### Given exercise a
Answer these questions from the essay on the Bangsamoro Basic Law:
(i) Which agency conducted the interview with Mirriam Coronel-Ferrer, and on what date?
(ii) Under the Draft Bangsamoro Basic Law, which government has primary responsibility over public order and safety?
(iii) According to the Draft BBL, what shall the Bangsamoro Parliament adopt?

### Extract to read
====================
Bangsamoro Basic Law Essay Writing

Can Peace be Attained through the Bangsamoro Basic Law?

Filed under: Collection Box - Fr. Jerome Secillano |

Fr. Jerome Secillano, MPA

Collection Box

President Benigno Simeon Aquino III and his cohorts would like us to believe that the Bangsamoro Basic Law (BBL) is the only way to peace in Mindanao. Thinking that Filipinos are naive and ignorant, they want it to be passed and accepted notwithstanding the ire of the nation and the rational opposition of some politicians. Mirriam Coronel-Ferrer though, made an honest revelation, one which the Filipino people knew all along. In an interview conducted by the Philippine News Agency on March 2, she said passing the draft BBL into a law will not totally solve the conflict in Mindanao as there are still other armed groups that are sowing chaos in the region. “BBL is not equal to peace, it’s too narrow a view,” she stressed.

So, why insist on the BBL if it does not guarantee peace in Mindanao? What, then, will it bring to the region?

First, it legalizes the existence of the MILF. Commander Mohagher Iqbal nailed it on the head when he said that “the MILF remains a revolutionary group in the absence of the BBL”. From being a revolutionary group, its members now stand a chance to be the lawfully recognized leaders of the Bangsamoro entity once the BBL is passed. If this happens, I am curious as to how the MILF will treat the other armed groups such as the Moro National Liberation Front (MNLF), Bangsamoro Islamic Freedom Fighters (BIFF), Abu Sayyaf and the newly-organized Justice for Islamic Movement (JIM). Will the Bangsamoro police go toe to toe with them or at least exercise its lawful authority to apprehend or arrest them?

Under the Draft Bangsamoro Basic Law, the Bangsamoro Government shall have the primary responsibility over public order and safety (Art. 5 Sec. 2 No 14). This leaves the Central Government with its Armed Forces and National Police safeguarding only the region’s external security (Art. 5 Sec. 1 No 1). So, if there are dubious characters in the region that needed to be arrested the Central Government must coordinate and cooperate with the Bangsamoro Government before it can be done (Art. 5 Sec. 2 No. 14). As if with coordination and cooperation it can really be done!

The worse that can happen is to make Mindanao a haven of revolutionary Muslim groups, both local and international, that harbor the aspiration of establishing a Muslim caliphate through terroristic activities or Islamic revolution. These groups operate through a network. The ties that bind them are soaked in blood. They may employ different means or strategies but surely they are motivated by the same goal, that of self-determination and eventually independence. The Draft BBL says, “The Bangsamoro Parliament shall adopt the official flag, emblem and anthem of the Bangsamoro” (Art II Sec. 3).
====================
Picture annotation entries:
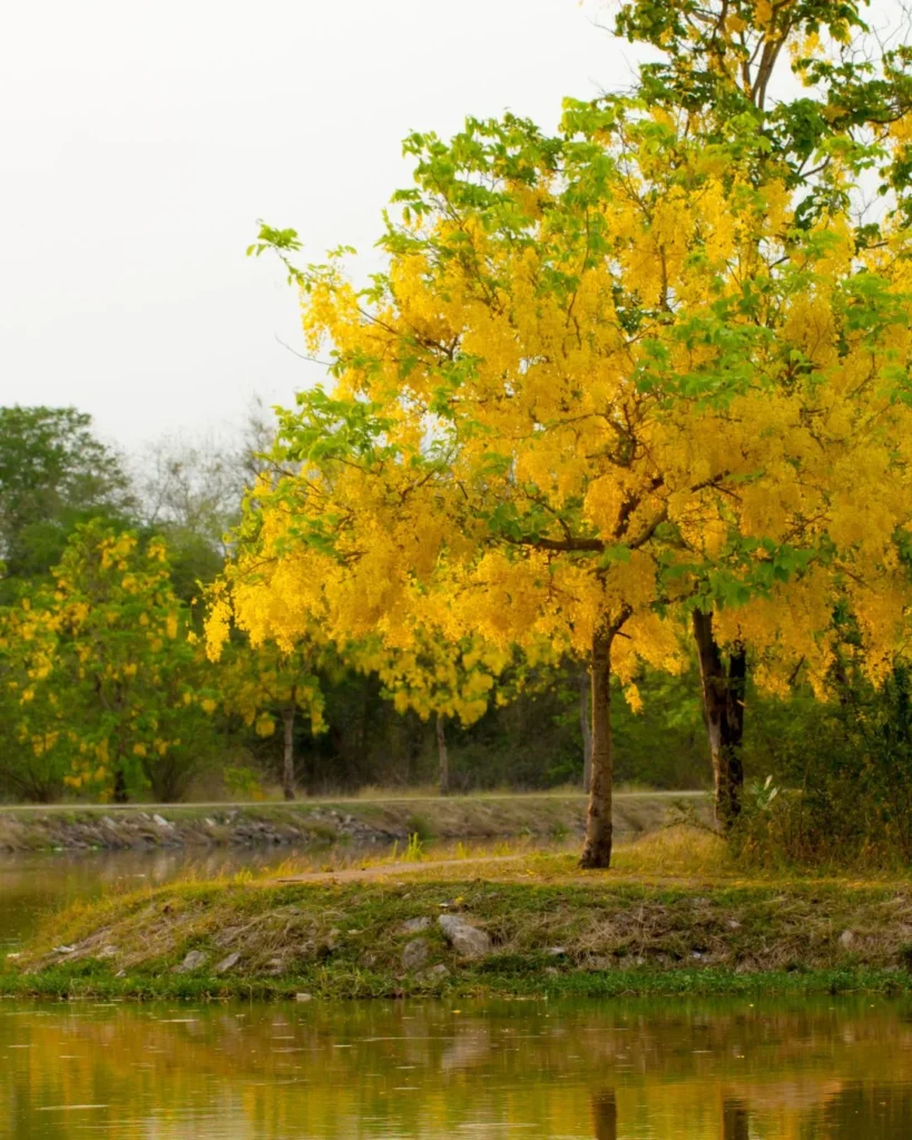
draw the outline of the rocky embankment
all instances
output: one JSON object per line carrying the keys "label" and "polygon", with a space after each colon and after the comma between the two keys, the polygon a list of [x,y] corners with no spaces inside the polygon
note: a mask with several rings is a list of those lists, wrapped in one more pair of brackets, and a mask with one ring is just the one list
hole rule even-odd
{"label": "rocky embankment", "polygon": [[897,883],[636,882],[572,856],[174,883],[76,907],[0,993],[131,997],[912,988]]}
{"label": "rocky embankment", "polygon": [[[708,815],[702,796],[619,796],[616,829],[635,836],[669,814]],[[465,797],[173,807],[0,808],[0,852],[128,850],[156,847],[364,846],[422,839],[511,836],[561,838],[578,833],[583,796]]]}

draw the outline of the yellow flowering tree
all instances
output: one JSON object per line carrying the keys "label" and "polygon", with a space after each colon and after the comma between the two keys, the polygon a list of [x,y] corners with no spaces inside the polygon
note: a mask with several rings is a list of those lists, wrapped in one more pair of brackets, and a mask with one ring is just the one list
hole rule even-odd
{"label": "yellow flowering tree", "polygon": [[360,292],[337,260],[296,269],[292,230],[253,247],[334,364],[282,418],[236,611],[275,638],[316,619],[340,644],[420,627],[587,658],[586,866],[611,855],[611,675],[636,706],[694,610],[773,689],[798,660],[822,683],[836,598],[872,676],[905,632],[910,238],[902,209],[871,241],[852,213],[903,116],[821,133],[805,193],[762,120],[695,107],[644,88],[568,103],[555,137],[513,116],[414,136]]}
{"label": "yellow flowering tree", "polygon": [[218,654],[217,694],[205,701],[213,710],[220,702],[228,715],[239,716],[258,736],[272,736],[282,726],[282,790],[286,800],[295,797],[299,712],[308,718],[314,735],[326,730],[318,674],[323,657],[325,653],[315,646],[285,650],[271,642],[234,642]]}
====================
### Given exercise b
Pick out each line of the records that contains the word "yellow".

### Reply a
(i) The Philippine News Agency, on March 2.
(ii) The Bangsamoro Government.
(iii) The official flag, emblem and anthem of the Bangsamoro.

### Reply b
draw the outline of the yellow flowering tree
{"label": "yellow flowering tree", "polygon": [[360,292],[337,260],[296,269],[292,230],[253,247],[334,364],[282,418],[236,611],[275,638],[316,619],[340,644],[420,627],[587,658],[586,866],[611,855],[611,675],[636,706],[694,610],[773,689],[798,660],[822,683],[836,598],[872,676],[905,632],[910,238],[902,209],[871,241],[852,213],[903,116],[821,133],[805,193],[762,120],[695,107],[644,88],[568,103],[555,137],[513,116],[414,136]]}
{"label": "yellow flowering tree", "polygon": [[218,654],[217,694],[205,701],[213,710],[220,702],[228,715],[239,716],[258,736],[272,736],[282,726],[282,790],[286,800],[295,797],[299,712],[308,718],[314,735],[326,730],[318,674],[323,657],[325,653],[315,646],[285,650],[271,642],[234,642]]}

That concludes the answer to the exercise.